[start of Dataset content]

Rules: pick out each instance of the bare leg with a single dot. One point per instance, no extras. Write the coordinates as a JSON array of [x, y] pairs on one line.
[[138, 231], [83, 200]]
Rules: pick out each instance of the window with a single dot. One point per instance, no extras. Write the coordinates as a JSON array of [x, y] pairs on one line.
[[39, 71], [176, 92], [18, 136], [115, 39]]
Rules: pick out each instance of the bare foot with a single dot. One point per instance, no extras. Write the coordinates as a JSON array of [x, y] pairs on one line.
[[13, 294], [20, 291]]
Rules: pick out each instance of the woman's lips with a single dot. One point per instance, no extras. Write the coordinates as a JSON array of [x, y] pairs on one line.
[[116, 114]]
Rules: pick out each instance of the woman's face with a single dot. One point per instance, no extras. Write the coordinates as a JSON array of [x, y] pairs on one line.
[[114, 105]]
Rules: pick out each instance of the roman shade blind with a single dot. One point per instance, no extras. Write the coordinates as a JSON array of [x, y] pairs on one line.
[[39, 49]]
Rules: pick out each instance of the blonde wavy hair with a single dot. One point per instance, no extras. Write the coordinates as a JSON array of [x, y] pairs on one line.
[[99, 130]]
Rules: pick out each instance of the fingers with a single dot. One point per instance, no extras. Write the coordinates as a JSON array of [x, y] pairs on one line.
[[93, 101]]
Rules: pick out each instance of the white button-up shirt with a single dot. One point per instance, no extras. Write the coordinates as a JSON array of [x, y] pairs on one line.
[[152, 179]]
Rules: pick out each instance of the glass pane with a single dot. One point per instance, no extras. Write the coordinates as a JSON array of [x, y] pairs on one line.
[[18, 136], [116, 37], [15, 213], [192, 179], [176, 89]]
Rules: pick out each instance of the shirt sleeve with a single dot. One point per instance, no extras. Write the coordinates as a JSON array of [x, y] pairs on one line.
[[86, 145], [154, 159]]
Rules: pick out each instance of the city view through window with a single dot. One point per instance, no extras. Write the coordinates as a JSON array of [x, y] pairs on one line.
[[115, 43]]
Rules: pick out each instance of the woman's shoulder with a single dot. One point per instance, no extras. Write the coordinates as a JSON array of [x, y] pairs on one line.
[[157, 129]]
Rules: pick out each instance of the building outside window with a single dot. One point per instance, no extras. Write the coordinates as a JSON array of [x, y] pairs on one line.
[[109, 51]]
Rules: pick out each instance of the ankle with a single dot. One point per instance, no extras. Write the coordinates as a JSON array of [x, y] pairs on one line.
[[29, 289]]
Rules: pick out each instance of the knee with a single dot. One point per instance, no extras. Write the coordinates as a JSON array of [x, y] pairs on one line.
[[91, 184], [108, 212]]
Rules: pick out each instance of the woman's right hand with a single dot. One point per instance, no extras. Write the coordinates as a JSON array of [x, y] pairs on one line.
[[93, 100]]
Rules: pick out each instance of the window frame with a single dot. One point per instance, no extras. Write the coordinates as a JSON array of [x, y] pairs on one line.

[end of Dataset content]

Instructions to follow: Set out the listing above as a numbered list, one line per item, and skip any blank lines.

Answer:
1. Rules: pick out each instance of the bare leg with a single dot. One point per instance, no extras. Write the coordinates as a JSON array of [x, y] pairs on one line.
2. [[138, 231], [83, 200]]
3. Rules: pick out each instance of the window with a single dot. One point per instance, no extras. Write the coordinates as a JSON array of [x, y] pairs on one line.
4. [[39, 71], [176, 92], [18, 136], [115, 39]]
5. Rules: pick out each instance of the bare foot with a single dot. One point per instance, no extras. Write the coordinates as a JSON array of [x, y] pairs on one line.
6. [[13, 294], [20, 291]]
7. Rules: pick out each instance of the woman's lips with a single dot. One point per instance, no extras. Write the coordinates as a JSON array of [x, y] pairs on one line.
8. [[116, 114]]
9. Rules: pick out each instance of the woman's face with a single dot. One point per instance, no extras. Write the coordinates as a JSON array of [x, y] pairs on one line.
10. [[114, 105]]
11. Rules: pick out each instance of the roman shade blind with a single dot. One point per instance, no extras. Write the coordinates as a JSON array of [x, y] pairs on one line.
12. [[39, 49]]
13. Rules: pick out each instance of the blonde wavy hair with a single dot. One point per instance, no extras. Write the coordinates as a JSON array of [x, y] pairs on one line.
14. [[99, 130]]
15. Rules: pick out each instance of the fingers with a single dot. One point per instance, no extras. Write the coordinates as a JSON array of [x, y] pairs on one line.
16. [[93, 101]]
17. Rules: pick out each instance of the white button-up shirt with a single dot. One point per instance, no extras. Write the coordinates as a JSON array of [x, y] pairs on one line.
18. [[152, 179]]
19. Rules: pick out each instance of the glass pane with a single dot. One point per instance, no extras. Write the coordinates as a JSON array of [x, y] pairs on one line.
20. [[18, 136], [116, 37], [15, 213], [192, 179], [176, 89]]
21. Rules: pick out each instance of the shirt sleeve with a single dot. One point per instance, no extras. Write the coordinates as a JSON array of [x, y] pairs on one line.
22. [[86, 145], [154, 159]]
23. Rules: pick out each instance of the city view through window with a single dot. One point per instance, no extras. Write the coordinates as a JSON array of [x, y] pairs on one line.
24. [[115, 43]]
25. Rules: pick out each instance of the woman's shoulder with a single dot. One point per instance, no extras. Write the coordinates as a JSON array of [x, y] pairs on one line.
26. [[157, 129]]
27. Rules: pick out each instance of the building outside window with a single dot. One point per instance, no extras. Write the coordinates as a JSON array of [x, y] pairs on one line.
28. [[109, 51]]
29. Rules: pick out each instance of the ankle with a single dot. One point per instance, no extras. Write the coordinates as a JSON array of [x, y] pairs on one line.
30. [[29, 289]]
31. Rules: pick out each instance of the knee with a single dot. One point per instance, no extras. Write the coordinates as a JSON array of [x, y] pairs on one line.
32. [[91, 184], [108, 212]]
33. Rules: pick out each instance of the woman's right hand with a single dot. One point per instance, no extras. Write the coordinates as a JSON array of [x, y] pairs on one line.
34. [[93, 100]]
35. Rules: pick out each instance of the window frame with a single dot. One point per instance, no extras. Write the coordinates as a JSON array of [x, y] pairs on one line.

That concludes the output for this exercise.